Exercise goal:
Rewrite the records from the line with "Final QA check: confirm every overcast" through the end of the records as a two-column CSV with the headers input and output. Give one row per record, with its text in input and its answer in output, each as a single quoted field with line breaks replaced by spaces.
[begin Data records]
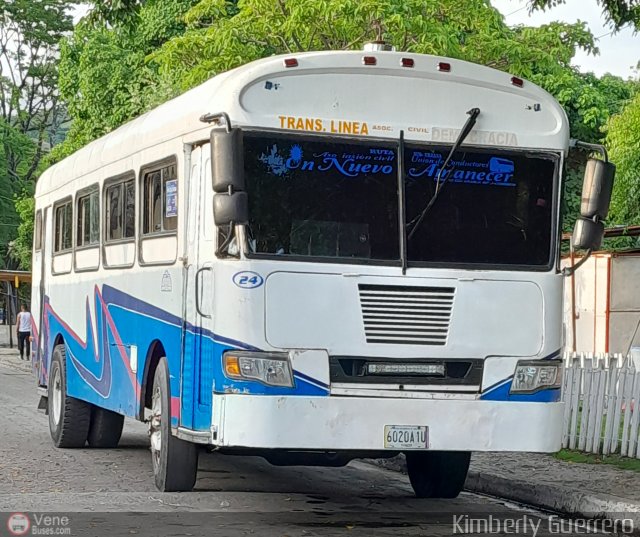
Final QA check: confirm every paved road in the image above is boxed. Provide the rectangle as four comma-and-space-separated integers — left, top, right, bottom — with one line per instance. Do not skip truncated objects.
0, 351, 592, 536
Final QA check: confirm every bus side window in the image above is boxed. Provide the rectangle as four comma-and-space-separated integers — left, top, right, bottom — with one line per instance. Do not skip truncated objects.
53, 201, 73, 253
105, 179, 136, 242
142, 159, 178, 235
76, 187, 100, 247
33, 210, 42, 252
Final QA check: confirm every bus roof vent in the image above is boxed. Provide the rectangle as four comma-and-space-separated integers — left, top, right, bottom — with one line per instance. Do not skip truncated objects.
364, 41, 396, 52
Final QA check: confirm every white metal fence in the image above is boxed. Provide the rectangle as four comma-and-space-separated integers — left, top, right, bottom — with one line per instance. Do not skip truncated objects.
562, 353, 640, 459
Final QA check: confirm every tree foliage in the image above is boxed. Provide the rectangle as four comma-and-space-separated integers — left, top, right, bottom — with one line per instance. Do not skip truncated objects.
51, 0, 200, 162
530, 0, 640, 30
607, 94, 640, 225
0, 0, 72, 266
53, 0, 638, 245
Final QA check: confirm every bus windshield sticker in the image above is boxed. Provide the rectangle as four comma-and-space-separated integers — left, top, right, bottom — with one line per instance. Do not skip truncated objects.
164, 179, 178, 218
408, 151, 516, 187
258, 144, 396, 177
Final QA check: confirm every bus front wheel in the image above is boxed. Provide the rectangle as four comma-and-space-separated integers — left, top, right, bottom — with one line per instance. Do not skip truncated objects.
405, 451, 471, 498
47, 345, 91, 448
149, 358, 198, 492
87, 406, 124, 449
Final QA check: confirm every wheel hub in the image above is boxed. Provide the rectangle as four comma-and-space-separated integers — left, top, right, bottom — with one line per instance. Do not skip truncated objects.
149, 388, 162, 467
51, 362, 62, 425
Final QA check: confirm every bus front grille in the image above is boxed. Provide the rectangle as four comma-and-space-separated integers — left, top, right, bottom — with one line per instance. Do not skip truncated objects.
358, 284, 455, 345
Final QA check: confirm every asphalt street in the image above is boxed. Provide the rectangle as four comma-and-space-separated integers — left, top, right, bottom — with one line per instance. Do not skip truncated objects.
0, 358, 592, 536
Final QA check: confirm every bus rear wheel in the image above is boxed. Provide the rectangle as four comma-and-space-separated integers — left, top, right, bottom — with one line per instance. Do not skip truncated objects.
405, 451, 471, 498
87, 406, 124, 449
47, 345, 91, 448
149, 358, 198, 492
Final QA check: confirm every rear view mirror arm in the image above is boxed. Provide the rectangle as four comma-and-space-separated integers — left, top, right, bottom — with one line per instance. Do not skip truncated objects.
562, 246, 593, 277
569, 138, 609, 162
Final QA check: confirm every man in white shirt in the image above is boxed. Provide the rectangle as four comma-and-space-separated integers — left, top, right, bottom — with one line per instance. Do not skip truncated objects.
16, 304, 31, 360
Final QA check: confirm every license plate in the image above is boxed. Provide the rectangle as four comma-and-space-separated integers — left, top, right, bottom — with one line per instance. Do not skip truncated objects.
384, 425, 429, 449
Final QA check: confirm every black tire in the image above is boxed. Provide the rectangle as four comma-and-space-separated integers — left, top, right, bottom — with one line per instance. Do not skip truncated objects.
47, 345, 92, 448
405, 451, 471, 498
87, 405, 124, 449
149, 358, 198, 492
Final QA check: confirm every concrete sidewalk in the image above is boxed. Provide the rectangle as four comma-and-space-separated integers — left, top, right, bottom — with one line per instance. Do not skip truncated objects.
0, 340, 640, 532
369, 453, 640, 535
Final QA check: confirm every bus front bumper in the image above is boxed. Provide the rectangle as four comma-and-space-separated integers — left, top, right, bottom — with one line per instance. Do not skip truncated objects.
212, 394, 564, 452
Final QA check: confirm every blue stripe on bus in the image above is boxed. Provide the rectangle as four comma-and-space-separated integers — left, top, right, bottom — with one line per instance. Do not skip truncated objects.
43, 285, 329, 430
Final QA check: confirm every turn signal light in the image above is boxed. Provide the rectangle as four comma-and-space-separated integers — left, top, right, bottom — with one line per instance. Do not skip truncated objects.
224, 356, 242, 377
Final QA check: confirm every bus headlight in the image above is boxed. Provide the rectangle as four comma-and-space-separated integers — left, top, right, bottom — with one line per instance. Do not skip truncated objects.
510, 360, 562, 393
222, 351, 293, 388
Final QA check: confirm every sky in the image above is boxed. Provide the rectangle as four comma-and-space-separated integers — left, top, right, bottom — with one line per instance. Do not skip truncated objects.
491, 0, 640, 79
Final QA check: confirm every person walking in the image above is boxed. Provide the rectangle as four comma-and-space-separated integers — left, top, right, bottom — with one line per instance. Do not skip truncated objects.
16, 304, 31, 360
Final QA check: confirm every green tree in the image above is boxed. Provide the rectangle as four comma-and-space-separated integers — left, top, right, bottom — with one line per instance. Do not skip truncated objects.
55, 0, 195, 163
54, 0, 638, 243
0, 0, 72, 266
607, 94, 640, 225
530, 0, 640, 30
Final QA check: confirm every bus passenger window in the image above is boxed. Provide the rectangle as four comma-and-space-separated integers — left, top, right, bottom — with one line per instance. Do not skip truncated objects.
33, 211, 42, 252
76, 190, 100, 247
105, 179, 136, 241
142, 160, 178, 235
53, 201, 73, 252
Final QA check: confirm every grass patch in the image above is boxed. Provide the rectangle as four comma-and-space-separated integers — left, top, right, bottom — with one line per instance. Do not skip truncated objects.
554, 449, 640, 473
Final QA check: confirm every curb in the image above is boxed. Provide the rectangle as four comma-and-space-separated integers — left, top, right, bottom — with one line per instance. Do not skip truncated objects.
464, 471, 640, 535
367, 455, 640, 536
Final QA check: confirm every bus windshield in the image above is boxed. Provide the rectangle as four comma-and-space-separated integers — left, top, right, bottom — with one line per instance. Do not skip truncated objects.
244, 133, 558, 267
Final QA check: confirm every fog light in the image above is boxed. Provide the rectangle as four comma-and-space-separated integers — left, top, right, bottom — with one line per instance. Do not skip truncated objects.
223, 351, 293, 388
511, 360, 562, 393
367, 362, 444, 377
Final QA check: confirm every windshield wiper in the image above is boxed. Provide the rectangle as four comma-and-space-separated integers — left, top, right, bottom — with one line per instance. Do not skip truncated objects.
407, 108, 480, 240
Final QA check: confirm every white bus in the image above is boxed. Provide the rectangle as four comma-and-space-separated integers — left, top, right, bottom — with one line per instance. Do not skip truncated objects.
32, 46, 602, 497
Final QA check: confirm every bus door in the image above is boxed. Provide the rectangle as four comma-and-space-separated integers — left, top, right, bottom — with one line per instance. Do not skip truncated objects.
180, 143, 215, 429
31, 207, 53, 386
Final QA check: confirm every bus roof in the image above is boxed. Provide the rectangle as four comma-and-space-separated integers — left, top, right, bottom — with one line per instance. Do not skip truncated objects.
36, 51, 569, 195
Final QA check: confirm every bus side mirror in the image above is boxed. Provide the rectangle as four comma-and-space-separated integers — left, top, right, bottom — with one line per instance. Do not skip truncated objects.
580, 159, 616, 220
213, 192, 249, 226
571, 218, 604, 250
211, 129, 244, 192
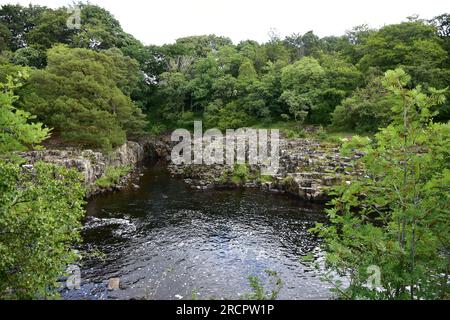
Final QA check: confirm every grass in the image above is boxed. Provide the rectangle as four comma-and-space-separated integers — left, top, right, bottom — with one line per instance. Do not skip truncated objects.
95, 166, 131, 188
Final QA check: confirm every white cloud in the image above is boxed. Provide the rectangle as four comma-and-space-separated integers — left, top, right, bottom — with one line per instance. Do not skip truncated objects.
0, 0, 450, 44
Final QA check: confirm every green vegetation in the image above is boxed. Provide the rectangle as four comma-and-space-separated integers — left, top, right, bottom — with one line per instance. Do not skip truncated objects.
95, 166, 131, 188
0, 3, 450, 299
315, 69, 450, 299
0, 73, 85, 299
245, 270, 283, 300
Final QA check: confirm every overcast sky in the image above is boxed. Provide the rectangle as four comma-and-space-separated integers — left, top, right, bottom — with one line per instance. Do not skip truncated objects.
0, 0, 450, 45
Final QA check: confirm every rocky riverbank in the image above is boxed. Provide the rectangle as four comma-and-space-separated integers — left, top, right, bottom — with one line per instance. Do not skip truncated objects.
168, 139, 362, 201
23, 137, 362, 201
22, 139, 169, 197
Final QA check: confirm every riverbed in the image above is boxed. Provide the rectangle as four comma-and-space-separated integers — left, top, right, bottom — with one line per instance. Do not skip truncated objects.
63, 163, 338, 300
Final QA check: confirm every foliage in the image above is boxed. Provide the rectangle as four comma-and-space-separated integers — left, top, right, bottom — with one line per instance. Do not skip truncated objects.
315, 69, 450, 299
332, 77, 401, 133
245, 270, 283, 300
95, 166, 131, 188
0, 73, 50, 159
20, 46, 146, 149
0, 161, 84, 299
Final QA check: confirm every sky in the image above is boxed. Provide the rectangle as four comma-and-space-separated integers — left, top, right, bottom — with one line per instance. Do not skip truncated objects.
0, 0, 450, 45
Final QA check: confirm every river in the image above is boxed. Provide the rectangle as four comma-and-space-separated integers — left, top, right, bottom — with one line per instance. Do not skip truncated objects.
63, 163, 338, 299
[end Data records]
Exercise answer:
input,output
"Final QA check: confirm every overcast sky in the image above is boxed. Provide the rectangle as four comma-and-space-separated integers — left, top, right, bottom — with one line per instance. Do not skip truncated objects.","0, 0, 450, 45"
"Final QA check: confirm every rocky riverbank in the image above is boxed. Provide the rectangle as four comma-and-space-separated integers — left, top, right, bottom — with one line per instance. Do not skip truncated objects.","168, 139, 362, 201 23, 137, 362, 201 22, 139, 169, 197"
"Final QA check: confirm every riverbed in the image above is boxed. Provide the rectangle as four comma-and-space-separated integers — left, top, right, bottom — with one line per instance. Do not skip truncated objects.","63, 163, 338, 300"
"Final QA check: confirm every foliage in the image above is boxed. Provide the rectangle as four comma-and-space-separated integers — left, top, right, bottom — with one line per instance. Do not skip truncated objects.","315, 69, 450, 299 332, 77, 401, 133 245, 270, 283, 300 95, 166, 131, 188 0, 73, 50, 159 20, 46, 146, 149 0, 161, 84, 299"
"Final QA check: confirm every sky in the image above is boxed. Provide the rectangle as four comma-and-space-separated integers — left, top, right, bottom — with one line per instance. Do not skip truncated objects.","0, 0, 450, 45"
"Final QA check: confirm every river in the image above is boxed. Provide the rectangle as four comma-and-space-separated integers — left, top, right, bottom — with one line per instance. Do not skip truncated objects.","63, 163, 338, 299"